* YOUR ASSIGNMENT
Write out every record below exactly, so that nothing differs from what is shown.

[[ DATA IN THIS EXERCISE, beginning ]]

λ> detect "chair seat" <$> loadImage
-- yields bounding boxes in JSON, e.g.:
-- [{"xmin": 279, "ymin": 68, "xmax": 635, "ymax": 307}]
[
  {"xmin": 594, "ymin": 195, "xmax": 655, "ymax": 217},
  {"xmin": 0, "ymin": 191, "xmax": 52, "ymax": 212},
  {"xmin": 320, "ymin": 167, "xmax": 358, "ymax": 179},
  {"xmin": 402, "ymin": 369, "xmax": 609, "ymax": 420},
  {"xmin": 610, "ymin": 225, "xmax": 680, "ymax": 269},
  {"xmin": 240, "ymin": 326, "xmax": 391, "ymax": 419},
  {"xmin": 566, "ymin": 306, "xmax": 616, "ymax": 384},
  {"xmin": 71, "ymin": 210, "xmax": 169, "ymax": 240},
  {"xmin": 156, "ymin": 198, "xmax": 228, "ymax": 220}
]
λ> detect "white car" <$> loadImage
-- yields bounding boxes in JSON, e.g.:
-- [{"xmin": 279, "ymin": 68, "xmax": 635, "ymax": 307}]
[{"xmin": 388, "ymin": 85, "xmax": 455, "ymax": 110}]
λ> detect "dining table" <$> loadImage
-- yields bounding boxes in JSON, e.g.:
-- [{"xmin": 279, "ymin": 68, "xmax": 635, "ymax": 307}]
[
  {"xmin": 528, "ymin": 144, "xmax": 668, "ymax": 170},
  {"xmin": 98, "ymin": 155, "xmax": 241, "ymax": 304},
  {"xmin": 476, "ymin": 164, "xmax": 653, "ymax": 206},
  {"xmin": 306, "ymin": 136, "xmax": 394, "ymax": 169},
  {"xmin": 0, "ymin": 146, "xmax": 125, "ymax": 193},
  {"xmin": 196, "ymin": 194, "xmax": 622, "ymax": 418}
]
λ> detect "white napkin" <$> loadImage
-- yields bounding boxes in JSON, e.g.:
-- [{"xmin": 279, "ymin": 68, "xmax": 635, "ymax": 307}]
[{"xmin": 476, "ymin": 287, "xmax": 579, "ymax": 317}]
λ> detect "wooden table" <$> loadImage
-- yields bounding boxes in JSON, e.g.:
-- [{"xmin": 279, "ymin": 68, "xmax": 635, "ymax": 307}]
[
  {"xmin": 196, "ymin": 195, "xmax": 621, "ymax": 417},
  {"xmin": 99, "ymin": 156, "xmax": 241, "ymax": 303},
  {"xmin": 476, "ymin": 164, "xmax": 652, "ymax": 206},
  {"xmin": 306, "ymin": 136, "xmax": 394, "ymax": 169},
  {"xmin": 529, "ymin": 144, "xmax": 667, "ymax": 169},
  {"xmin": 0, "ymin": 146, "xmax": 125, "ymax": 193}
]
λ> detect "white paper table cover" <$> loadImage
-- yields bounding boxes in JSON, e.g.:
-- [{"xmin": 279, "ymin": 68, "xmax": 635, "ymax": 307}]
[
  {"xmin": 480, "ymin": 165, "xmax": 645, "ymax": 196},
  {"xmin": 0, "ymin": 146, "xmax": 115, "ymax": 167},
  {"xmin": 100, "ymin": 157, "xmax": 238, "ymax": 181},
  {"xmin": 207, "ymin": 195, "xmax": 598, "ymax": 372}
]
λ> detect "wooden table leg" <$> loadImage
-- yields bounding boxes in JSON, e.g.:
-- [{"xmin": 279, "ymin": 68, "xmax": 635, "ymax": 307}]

[[ DATA IN THIS EXERCISE, end ]]

* PROBLEM SOLUTION
λ> detect "chair seat" <$> loadImage
-- yields bounding boxes in JSON, e.g.:
-- [{"xmin": 279, "ymin": 68, "xmax": 635, "ymax": 307}]
[
  {"xmin": 594, "ymin": 195, "xmax": 655, "ymax": 217},
  {"xmin": 0, "ymin": 191, "xmax": 52, "ymax": 212},
  {"xmin": 320, "ymin": 167, "xmax": 358, "ymax": 179},
  {"xmin": 402, "ymin": 369, "xmax": 609, "ymax": 420},
  {"xmin": 610, "ymin": 225, "xmax": 680, "ymax": 269},
  {"xmin": 240, "ymin": 326, "xmax": 391, "ymax": 419},
  {"xmin": 566, "ymin": 306, "xmax": 616, "ymax": 384},
  {"xmin": 71, "ymin": 210, "xmax": 169, "ymax": 240},
  {"xmin": 156, "ymin": 198, "xmax": 228, "ymax": 220}
]
λ> detect "white car" <$> loadImage
-- yields bounding boxes in JSON, e.g.:
-- [{"xmin": 279, "ymin": 68, "xmax": 635, "ymax": 307}]
[{"xmin": 388, "ymin": 85, "xmax": 455, "ymax": 110}]
λ> detect "dining table" <$> loadImage
-- yields bounding boxes in JSON, e.g.:
-- [{"xmin": 279, "ymin": 68, "xmax": 635, "ymax": 307}]
[
  {"xmin": 528, "ymin": 144, "xmax": 668, "ymax": 170},
  {"xmin": 98, "ymin": 155, "xmax": 241, "ymax": 304},
  {"xmin": 476, "ymin": 164, "xmax": 653, "ymax": 206},
  {"xmin": 306, "ymin": 136, "xmax": 394, "ymax": 169},
  {"xmin": 0, "ymin": 146, "xmax": 125, "ymax": 193},
  {"xmin": 196, "ymin": 194, "xmax": 622, "ymax": 418}
]
λ> detect "white napkin" <$> loadImage
-- yields bounding boxes in JSON, e.g.:
-- [{"xmin": 279, "ymin": 68, "xmax": 635, "ymax": 307}]
[{"xmin": 476, "ymin": 287, "xmax": 579, "ymax": 317}]
λ> detect "wooden table" <$> loadImage
-- yields bounding boxes in JSON, e.g.:
-- [{"xmin": 279, "ymin": 68, "xmax": 635, "ymax": 307}]
[
  {"xmin": 196, "ymin": 195, "xmax": 621, "ymax": 417},
  {"xmin": 99, "ymin": 156, "xmax": 241, "ymax": 303},
  {"xmin": 476, "ymin": 164, "xmax": 652, "ymax": 206},
  {"xmin": 306, "ymin": 136, "xmax": 394, "ymax": 169},
  {"xmin": 529, "ymin": 144, "xmax": 667, "ymax": 169},
  {"xmin": 0, "ymin": 146, "xmax": 125, "ymax": 193}
]
λ> detect "white paper table cover" <$> loadImage
-- yields bounding boxes in JSON, e.g.:
-- [{"xmin": 279, "ymin": 68, "xmax": 635, "ymax": 307}]
[
  {"xmin": 480, "ymin": 165, "xmax": 645, "ymax": 196},
  {"xmin": 0, "ymin": 146, "xmax": 115, "ymax": 167},
  {"xmin": 100, "ymin": 157, "xmax": 238, "ymax": 181},
  {"xmin": 207, "ymin": 195, "xmax": 598, "ymax": 372}
]
λ> detect "wooden table leg" <$> loadImage
-- yields bounding boxes in JSON, e.g.:
-- [{"xmin": 279, "ymin": 68, "xmax": 635, "ymax": 307}]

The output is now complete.